> [Task]:
Count the lines holding the string "below" in the records, and give only the count.

> [Information]:
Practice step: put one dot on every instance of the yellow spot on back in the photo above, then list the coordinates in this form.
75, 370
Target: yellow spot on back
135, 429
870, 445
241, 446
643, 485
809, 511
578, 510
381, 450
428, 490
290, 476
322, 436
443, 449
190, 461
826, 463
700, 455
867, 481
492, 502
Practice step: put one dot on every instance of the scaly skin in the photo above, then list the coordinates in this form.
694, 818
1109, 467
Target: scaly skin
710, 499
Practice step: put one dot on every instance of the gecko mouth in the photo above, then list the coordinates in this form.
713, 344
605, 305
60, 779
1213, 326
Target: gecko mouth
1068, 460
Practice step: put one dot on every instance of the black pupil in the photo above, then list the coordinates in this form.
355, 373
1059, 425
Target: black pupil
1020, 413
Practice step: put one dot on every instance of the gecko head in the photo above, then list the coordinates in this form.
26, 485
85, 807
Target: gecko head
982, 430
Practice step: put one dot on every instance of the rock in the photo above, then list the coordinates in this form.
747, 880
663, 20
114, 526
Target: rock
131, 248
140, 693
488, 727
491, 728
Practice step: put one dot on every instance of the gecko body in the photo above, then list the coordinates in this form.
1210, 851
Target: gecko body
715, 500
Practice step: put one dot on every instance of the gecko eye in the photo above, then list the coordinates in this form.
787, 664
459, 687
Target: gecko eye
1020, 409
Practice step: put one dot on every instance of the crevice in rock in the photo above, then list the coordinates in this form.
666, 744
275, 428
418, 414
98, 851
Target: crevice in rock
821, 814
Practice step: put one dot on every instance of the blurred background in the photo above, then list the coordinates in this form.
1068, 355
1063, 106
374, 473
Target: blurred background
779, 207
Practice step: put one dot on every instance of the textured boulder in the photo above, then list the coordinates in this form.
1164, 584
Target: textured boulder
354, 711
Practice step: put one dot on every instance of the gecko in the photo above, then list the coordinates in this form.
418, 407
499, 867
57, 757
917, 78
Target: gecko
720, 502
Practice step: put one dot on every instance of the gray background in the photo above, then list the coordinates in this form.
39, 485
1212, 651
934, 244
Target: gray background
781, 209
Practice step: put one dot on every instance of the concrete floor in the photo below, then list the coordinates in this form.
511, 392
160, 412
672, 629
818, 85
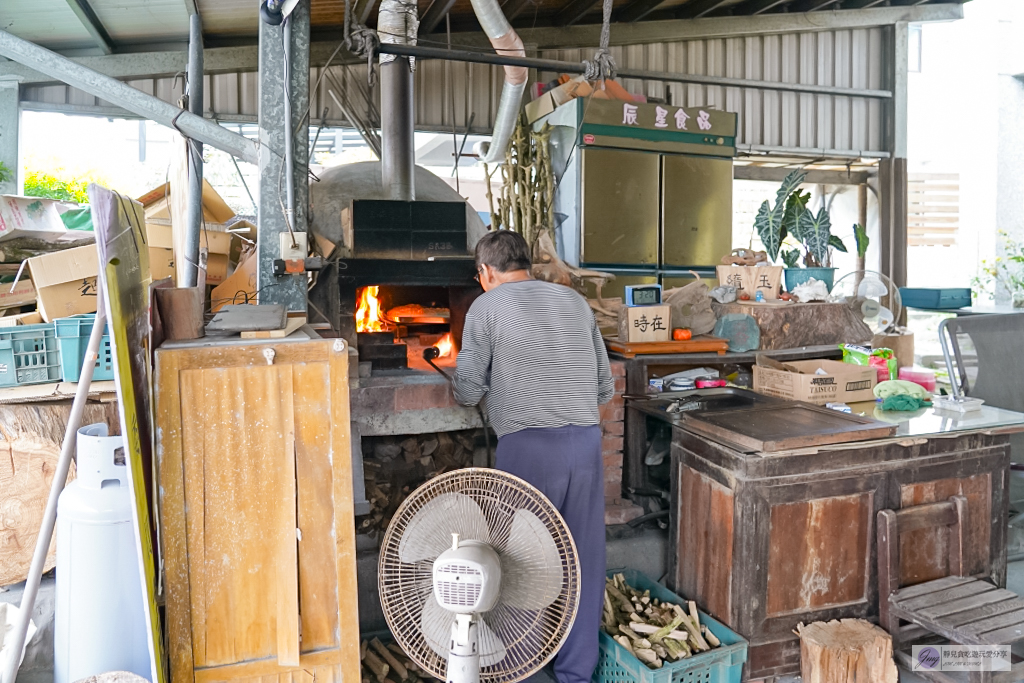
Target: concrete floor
644, 551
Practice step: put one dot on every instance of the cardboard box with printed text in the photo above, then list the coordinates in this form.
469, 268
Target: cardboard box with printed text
66, 282
801, 380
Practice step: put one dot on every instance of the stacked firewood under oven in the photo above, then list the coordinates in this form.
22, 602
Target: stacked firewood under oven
394, 466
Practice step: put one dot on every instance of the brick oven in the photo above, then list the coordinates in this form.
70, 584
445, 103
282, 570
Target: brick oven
403, 282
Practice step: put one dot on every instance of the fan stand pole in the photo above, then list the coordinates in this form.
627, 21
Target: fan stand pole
464, 657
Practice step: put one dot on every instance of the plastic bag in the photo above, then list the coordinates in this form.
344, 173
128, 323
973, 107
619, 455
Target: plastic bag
881, 358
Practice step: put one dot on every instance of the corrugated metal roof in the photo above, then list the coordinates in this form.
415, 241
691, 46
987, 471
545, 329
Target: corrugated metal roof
847, 58
48, 23
451, 93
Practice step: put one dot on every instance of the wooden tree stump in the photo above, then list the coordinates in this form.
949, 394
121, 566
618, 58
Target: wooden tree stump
791, 326
850, 650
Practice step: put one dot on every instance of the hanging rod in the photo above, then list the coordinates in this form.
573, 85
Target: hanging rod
559, 66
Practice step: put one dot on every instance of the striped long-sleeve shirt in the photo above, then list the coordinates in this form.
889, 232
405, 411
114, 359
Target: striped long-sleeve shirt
534, 349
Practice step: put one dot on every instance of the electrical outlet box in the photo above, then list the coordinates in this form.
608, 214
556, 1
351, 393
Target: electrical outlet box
288, 251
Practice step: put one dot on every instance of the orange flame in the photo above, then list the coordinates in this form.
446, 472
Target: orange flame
444, 345
368, 314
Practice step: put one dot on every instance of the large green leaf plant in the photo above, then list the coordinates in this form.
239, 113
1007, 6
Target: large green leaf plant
792, 217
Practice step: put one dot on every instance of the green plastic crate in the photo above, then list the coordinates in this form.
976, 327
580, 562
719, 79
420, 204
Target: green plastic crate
722, 665
29, 355
73, 339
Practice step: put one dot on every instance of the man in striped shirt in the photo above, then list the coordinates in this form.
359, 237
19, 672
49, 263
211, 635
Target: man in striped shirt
534, 350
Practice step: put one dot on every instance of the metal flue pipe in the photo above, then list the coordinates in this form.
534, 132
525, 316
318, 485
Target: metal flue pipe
127, 97
397, 24
195, 165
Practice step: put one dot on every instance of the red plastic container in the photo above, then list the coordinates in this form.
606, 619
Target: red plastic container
922, 376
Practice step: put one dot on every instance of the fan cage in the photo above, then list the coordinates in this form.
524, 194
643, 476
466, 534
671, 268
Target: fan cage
531, 638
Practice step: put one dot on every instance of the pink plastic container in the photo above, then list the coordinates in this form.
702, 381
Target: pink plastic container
922, 376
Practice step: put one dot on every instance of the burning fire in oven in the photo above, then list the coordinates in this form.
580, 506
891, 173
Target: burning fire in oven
444, 345
369, 316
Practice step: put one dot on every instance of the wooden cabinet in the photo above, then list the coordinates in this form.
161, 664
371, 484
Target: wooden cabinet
766, 542
256, 512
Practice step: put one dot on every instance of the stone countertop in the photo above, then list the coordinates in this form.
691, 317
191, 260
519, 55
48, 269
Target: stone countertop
937, 422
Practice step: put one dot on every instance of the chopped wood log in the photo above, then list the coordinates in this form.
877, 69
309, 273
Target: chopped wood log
375, 665
389, 657
850, 650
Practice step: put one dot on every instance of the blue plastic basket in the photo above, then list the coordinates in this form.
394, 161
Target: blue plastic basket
29, 355
722, 665
935, 299
73, 338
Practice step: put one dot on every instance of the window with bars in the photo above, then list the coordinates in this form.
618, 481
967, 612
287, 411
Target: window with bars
933, 209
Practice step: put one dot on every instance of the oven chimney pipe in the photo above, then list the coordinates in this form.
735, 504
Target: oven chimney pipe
397, 23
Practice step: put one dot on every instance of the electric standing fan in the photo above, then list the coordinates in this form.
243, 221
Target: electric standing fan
871, 296
478, 578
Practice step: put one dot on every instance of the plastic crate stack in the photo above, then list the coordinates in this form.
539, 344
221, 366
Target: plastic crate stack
51, 352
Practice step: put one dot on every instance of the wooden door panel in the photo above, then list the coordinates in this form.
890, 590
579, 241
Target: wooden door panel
705, 542
924, 554
315, 481
816, 556
249, 563
257, 514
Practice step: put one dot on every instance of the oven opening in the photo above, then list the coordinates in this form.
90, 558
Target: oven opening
395, 323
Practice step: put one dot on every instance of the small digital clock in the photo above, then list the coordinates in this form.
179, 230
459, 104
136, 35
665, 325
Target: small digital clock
643, 295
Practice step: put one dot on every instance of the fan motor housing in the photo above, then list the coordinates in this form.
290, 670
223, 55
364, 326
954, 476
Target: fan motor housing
467, 579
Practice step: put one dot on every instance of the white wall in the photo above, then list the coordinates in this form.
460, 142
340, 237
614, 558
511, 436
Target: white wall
954, 127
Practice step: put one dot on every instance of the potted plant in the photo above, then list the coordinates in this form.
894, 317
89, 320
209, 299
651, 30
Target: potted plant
1005, 271
791, 216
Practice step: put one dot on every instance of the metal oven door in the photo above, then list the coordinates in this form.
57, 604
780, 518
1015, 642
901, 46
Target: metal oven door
620, 216
696, 210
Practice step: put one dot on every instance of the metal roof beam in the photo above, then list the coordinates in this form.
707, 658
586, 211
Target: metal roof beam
636, 10
124, 95
810, 5
434, 15
573, 11
726, 27
244, 58
757, 6
861, 4
694, 9
513, 8
814, 176
91, 23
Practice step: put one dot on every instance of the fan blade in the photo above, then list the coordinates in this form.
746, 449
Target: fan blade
429, 531
436, 623
436, 627
531, 565
492, 648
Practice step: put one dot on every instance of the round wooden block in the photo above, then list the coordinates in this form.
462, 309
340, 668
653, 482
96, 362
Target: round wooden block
850, 650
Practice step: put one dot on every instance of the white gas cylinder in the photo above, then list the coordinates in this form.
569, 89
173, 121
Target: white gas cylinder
100, 621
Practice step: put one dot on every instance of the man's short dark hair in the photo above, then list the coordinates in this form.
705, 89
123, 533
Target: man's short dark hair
504, 251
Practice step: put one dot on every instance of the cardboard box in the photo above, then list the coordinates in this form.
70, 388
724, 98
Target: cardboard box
901, 344
238, 288
156, 204
752, 279
66, 282
159, 236
842, 382
22, 318
30, 217
644, 324
23, 294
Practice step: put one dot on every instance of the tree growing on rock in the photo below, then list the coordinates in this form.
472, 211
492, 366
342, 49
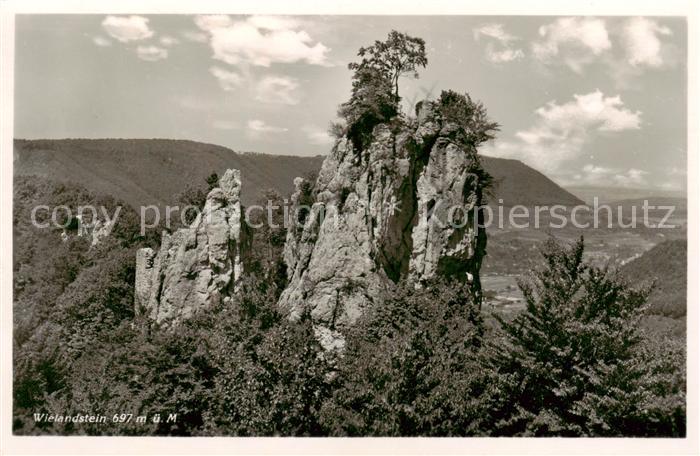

> [Exercise answer]:
2